State how many lines of the records below contain the string "blue", matching case exactly. Reply with the number alone.
--- Begin ---
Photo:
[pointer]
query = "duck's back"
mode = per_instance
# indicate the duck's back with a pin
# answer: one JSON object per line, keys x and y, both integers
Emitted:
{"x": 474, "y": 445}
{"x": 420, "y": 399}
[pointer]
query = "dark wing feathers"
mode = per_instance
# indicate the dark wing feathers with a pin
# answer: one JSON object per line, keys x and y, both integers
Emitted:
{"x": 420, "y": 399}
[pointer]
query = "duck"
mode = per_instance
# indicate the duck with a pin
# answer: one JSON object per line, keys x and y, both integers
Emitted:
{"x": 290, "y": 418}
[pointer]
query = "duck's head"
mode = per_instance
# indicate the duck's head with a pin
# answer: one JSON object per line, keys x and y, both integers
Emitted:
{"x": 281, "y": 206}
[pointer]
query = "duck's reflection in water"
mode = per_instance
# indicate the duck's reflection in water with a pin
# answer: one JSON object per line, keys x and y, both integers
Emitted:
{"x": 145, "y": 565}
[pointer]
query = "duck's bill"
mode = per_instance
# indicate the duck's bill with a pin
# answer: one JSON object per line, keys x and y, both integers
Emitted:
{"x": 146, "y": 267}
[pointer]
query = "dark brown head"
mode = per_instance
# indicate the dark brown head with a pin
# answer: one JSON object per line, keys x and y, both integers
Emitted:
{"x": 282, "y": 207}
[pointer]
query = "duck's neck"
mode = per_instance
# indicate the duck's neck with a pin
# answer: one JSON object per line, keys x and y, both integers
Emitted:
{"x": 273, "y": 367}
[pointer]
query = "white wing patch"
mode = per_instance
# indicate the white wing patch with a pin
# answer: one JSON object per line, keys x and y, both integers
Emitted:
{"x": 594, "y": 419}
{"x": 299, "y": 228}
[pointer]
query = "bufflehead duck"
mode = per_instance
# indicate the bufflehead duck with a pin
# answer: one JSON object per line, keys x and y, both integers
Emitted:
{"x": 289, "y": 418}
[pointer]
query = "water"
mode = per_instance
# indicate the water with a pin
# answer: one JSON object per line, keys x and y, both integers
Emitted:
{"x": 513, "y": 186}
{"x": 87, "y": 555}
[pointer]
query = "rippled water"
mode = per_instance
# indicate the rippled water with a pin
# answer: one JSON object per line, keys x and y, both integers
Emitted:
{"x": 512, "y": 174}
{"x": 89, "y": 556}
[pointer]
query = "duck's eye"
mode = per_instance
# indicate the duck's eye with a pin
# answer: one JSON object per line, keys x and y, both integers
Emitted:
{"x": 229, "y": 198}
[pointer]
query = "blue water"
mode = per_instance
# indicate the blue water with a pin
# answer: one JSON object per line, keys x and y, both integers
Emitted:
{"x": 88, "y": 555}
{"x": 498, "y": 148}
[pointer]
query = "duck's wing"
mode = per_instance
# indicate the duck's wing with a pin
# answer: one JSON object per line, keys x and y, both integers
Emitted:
--- End ---
> [Correct answer]:
2